» WORK REQUEST: Copy out every line of the records in which "column" can be found.

===== SUPPLIED RECORDS

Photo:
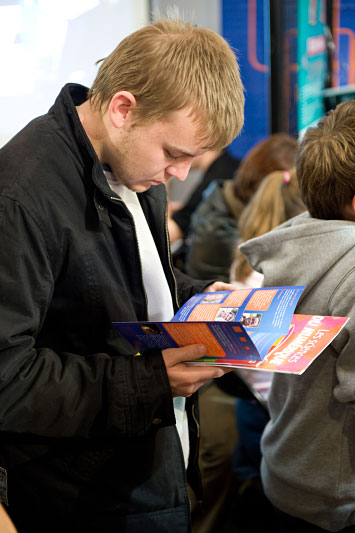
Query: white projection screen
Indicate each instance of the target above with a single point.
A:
(47, 43)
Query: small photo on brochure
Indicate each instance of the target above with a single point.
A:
(151, 329)
(251, 320)
(213, 298)
(227, 314)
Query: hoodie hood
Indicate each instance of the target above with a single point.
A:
(301, 251)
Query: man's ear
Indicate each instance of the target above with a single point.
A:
(349, 210)
(121, 109)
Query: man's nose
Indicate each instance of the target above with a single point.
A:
(179, 170)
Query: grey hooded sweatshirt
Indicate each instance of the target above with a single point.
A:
(308, 447)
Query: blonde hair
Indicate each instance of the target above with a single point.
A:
(276, 152)
(276, 200)
(326, 163)
(171, 65)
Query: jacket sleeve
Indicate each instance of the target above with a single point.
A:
(343, 304)
(64, 394)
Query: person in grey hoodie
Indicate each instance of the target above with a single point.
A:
(308, 446)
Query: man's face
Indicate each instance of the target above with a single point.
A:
(150, 154)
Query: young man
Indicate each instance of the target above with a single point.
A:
(94, 438)
(308, 447)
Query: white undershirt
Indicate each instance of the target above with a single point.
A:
(160, 305)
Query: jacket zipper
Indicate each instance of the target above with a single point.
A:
(139, 255)
(170, 258)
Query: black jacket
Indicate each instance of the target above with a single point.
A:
(87, 430)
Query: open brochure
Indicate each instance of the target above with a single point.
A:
(244, 328)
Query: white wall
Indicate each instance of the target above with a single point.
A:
(206, 13)
(47, 43)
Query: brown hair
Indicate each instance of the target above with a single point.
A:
(276, 200)
(277, 152)
(326, 163)
(171, 65)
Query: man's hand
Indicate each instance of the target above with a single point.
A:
(219, 286)
(187, 379)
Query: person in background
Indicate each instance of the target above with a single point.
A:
(308, 446)
(215, 165)
(94, 435)
(214, 229)
(277, 199)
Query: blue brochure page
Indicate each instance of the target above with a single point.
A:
(265, 313)
(226, 342)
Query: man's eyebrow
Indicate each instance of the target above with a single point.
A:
(181, 152)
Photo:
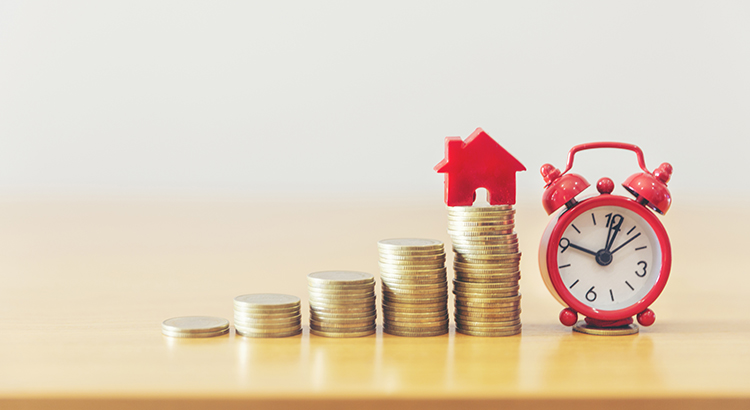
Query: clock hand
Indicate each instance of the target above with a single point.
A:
(626, 242)
(614, 229)
(581, 249)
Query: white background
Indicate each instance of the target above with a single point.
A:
(355, 98)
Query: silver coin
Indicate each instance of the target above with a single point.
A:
(194, 325)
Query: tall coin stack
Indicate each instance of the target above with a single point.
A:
(267, 315)
(414, 286)
(486, 265)
(342, 303)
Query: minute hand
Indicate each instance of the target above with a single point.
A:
(582, 249)
(626, 242)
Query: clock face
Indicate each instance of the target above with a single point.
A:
(608, 257)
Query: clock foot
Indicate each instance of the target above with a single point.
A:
(646, 318)
(589, 329)
(568, 317)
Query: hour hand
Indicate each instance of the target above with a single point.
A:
(565, 244)
(614, 228)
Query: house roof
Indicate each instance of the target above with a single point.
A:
(487, 148)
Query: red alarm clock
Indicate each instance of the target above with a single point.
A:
(606, 257)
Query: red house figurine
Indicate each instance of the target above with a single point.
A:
(478, 162)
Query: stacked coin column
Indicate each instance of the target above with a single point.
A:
(414, 287)
(486, 267)
(342, 303)
(267, 315)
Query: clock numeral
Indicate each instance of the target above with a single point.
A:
(564, 243)
(591, 295)
(613, 218)
(642, 274)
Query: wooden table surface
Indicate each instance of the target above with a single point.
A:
(86, 284)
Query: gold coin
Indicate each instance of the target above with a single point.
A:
(499, 333)
(414, 281)
(347, 316)
(255, 330)
(398, 320)
(442, 311)
(488, 325)
(416, 258)
(403, 275)
(342, 301)
(415, 252)
(341, 287)
(266, 301)
(414, 329)
(327, 325)
(479, 311)
(324, 297)
(416, 334)
(342, 310)
(275, 321)
(341, 335)
(487, 293)
(330, 329)
(396, 286)
(394, 300)
(339, 277)
(488, 317)
(458, 284)
(268, 335)
(411, 265)
(410, 244)
(415, 308)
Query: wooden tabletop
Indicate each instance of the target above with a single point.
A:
(86, 284)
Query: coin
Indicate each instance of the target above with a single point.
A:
(334, 329)
(266, 300)
(340, 277)
(190, 326)
(409, 244)
(268, 335)
(194, 335)
(494, 333)
(342, 334)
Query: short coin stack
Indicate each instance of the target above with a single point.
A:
(267, 315)
(195, 326)
(415, 287)
(486, 270)
(342, 303)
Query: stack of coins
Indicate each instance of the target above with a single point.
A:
(342, 303)
(267, 315)
(195, 326)
(486, 265)
(414, 286)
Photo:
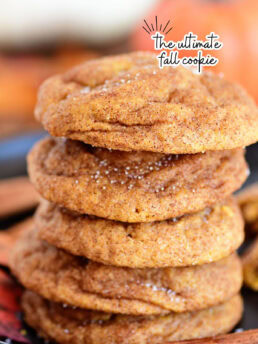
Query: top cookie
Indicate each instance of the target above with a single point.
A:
(127, 102)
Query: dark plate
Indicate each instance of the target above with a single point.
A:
(13, 163)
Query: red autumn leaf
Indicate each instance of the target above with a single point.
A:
(10, 325)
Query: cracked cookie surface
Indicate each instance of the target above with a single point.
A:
(203, 237)
(67, 325)
(61, 277)
(248, 202)
(132, 186)
(126, 102)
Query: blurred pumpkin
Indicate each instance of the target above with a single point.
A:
(20, 77)
(236, 22)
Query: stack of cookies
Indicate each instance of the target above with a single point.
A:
(135, 239)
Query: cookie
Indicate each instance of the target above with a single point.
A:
(127, 102)
(248, 201)
(203, 237)
(76, 281)
(132, 186)
(250, 265)
(68, 325)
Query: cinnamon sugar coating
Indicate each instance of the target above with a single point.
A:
(61, 277)
(126, 102)
(248, 202)
(203, 237)
(132, 186)
(77, 326)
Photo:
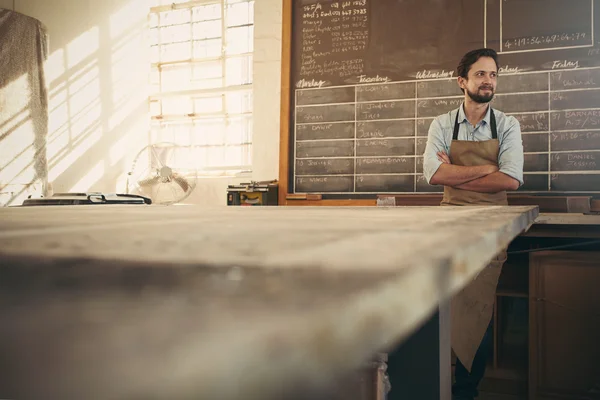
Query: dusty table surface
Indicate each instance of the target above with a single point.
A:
(186, 302)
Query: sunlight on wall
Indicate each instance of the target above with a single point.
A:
(82, 47)
(97, 78)
(17, 135)
(74, 104)
(94, 175)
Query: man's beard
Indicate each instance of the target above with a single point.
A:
(481, 98)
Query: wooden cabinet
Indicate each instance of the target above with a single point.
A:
(564, 325)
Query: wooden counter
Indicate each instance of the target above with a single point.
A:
(245, 303)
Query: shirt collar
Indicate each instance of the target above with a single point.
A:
(462, 117)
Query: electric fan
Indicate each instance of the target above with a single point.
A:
(158, 172)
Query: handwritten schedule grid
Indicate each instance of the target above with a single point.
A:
(370, 138)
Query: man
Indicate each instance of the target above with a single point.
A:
(476, 153)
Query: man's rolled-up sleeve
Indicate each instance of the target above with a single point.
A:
(510, 158)
(435, 143)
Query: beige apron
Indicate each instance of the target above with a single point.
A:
(472, 308)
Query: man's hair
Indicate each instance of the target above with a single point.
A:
(471, 58)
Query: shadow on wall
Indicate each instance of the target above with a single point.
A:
(23, 106)
(97, 98)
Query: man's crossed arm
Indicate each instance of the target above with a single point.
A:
(480, 178)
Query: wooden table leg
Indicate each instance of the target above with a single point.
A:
(420, 367)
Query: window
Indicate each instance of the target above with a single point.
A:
(201, 81)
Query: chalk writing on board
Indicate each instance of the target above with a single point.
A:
(374, 79)
(561, 64)
(564, 64)
(536, 41)
(426, 74)
(567, 120)
(334, 36)
(308, 83)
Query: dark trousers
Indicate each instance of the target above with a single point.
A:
(466, 383)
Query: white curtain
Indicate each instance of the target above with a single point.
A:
(23, 107)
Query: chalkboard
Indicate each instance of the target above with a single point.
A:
(369, 76)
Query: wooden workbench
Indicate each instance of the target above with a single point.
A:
(248, 303)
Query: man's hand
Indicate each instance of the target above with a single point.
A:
(443, 157)
(492, 183)
(449, 174)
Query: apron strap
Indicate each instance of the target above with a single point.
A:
(492, 125)
(456, 127)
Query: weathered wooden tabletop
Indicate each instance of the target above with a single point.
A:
(183, 302)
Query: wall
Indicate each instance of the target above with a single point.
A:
(97, 77)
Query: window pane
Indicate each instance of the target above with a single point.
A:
(207, 105)
(240, 40)
(239, 102)
(239, 14)
(239, 130)
(154, 108)
(169, 2)
(200, 53)
(153, 20)
(175, 52)
(208, 70)
(206, 13)
(153, 36)
(154, 80)
(209, 131)
(207, 48)
(239, 70)
(175, 33)
(176, 106)
(174, 17)
(207, 29)
(174, 78)
(154, 54)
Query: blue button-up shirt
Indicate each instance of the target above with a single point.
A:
(510, 157)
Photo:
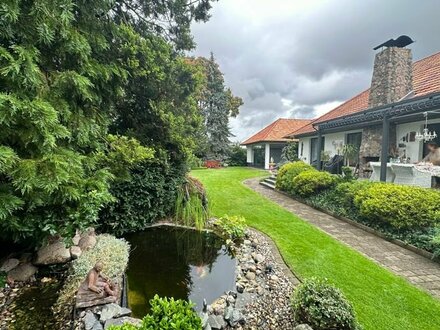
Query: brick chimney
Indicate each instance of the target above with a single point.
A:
(392, 76)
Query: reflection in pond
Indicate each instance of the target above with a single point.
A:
(179, 263)
(32, 308)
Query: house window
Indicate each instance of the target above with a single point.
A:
(314, 149)
(354, 139)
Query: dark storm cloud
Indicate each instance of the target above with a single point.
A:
(301, 58)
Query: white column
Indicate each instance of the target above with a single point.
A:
(267, 156)
(250, 154)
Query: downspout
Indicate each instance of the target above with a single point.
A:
(385, 146)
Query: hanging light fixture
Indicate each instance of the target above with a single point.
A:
(426, 135)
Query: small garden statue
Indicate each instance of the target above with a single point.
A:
(97, 282)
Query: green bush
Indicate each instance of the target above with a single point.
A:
(167, 314)
(322, 306)
(148, 195)
(231, 227)
(310, 182)
(288, 172)
(399, 206)
(346, 191)
(236, 155)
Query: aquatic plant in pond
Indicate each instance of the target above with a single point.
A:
(178, 263)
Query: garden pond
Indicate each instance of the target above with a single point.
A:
(180, 263)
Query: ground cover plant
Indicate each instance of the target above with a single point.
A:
(381, 299)
(321, 305)
(167, 314)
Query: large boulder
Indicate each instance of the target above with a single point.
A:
(303, 327)
(22, 273)
(87, 240)
(55, 253)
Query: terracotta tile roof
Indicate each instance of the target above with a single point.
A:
(276, 131)
(426, 80)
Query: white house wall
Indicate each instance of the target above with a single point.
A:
(304, 143)
(413, 150)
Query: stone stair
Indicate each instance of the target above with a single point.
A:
(269, 182)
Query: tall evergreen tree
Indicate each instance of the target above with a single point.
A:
(66, 68)
(217, 104)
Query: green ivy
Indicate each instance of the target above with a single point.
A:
(167, 314)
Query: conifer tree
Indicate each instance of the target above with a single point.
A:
(217, 104)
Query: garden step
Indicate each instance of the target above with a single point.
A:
(267, 184)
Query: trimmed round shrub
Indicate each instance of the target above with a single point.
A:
(310, 182)
(167, 313)
(322, 306)
(288, 172)
(400, 206)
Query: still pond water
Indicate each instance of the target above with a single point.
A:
(180, 263)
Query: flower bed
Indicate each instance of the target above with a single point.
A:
(410, 214)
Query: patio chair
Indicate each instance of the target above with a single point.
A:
(375, 176)
(408, 174)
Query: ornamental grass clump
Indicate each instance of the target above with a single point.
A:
(167, 314)
(403, 207)
(288, 172)
(323, 307)
(310, 182)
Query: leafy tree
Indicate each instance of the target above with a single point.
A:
(237, 155)
(170, 19)
(217, 104)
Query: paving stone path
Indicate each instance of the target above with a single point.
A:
(418, 270)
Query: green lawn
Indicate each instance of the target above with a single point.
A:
(381, 299)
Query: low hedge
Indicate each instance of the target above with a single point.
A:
(288, 172)
(400, 206)
(322, 306)
(310, 182)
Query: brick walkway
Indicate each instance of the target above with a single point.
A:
(418, 270)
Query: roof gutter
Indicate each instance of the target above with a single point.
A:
(405, 107)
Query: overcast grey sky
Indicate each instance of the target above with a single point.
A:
(301, 58)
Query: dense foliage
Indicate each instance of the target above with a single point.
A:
(310, 182)
(112, 252)
(73, 72)
(167, 314)
(290, 152)
(322, 306)
(217, 104)
(288, 172)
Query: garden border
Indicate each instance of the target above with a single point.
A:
(370, 230)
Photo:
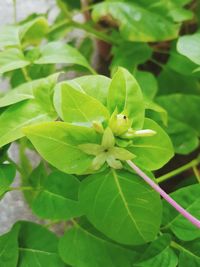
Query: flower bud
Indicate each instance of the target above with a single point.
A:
(119, 123)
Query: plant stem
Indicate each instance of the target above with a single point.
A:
(196, 172)
(181, 169)
(26, 75)
(98, 34)
(170, 200)
(15, 10)
(20, 188)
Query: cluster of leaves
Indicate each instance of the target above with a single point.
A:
(86, 128)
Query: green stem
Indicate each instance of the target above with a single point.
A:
(89, 29)
(196, 172)
(26, 75)
(162, 66)
(181, 169)
(20, 188)
(15, 10)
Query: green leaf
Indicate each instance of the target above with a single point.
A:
(68, 4)
(12, 59)
(125, 95)
(9, 248)
(129, 55)
(35, 180)
(19, 115)
(57, 53)
(152, 151)
(37, 246)
(135, 22)
(77, 107)
(184, 126)
(188, 46)
(29, 91)
(158, 254)
(184, 138)
(189, 253)
(101, 251)
(94, 85)
(152, 106)
(57, 142)
(189, 198)
(7, 175)
(58, 197)
(122, 206)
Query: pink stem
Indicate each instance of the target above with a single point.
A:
(170, 200)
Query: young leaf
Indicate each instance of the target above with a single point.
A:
(37, 246)
(157, 254)
(9, 248)
(189, 198)
(25, 91)
(183, 126)
(58, 197)
(7, 175)
(177, 106)
(188, 46)
(57, 53)
(125, 95)
(152, 151)
(57, 142)
(189, 253)
(35, 180)
(135, 22)
(19, 115)
(78, 108)
(12, 59)
(122, 206)
(92, 249)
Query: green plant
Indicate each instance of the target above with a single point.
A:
(103, 140)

==========

» TASK ANSWER:
Query: stacked coin column
Query: white column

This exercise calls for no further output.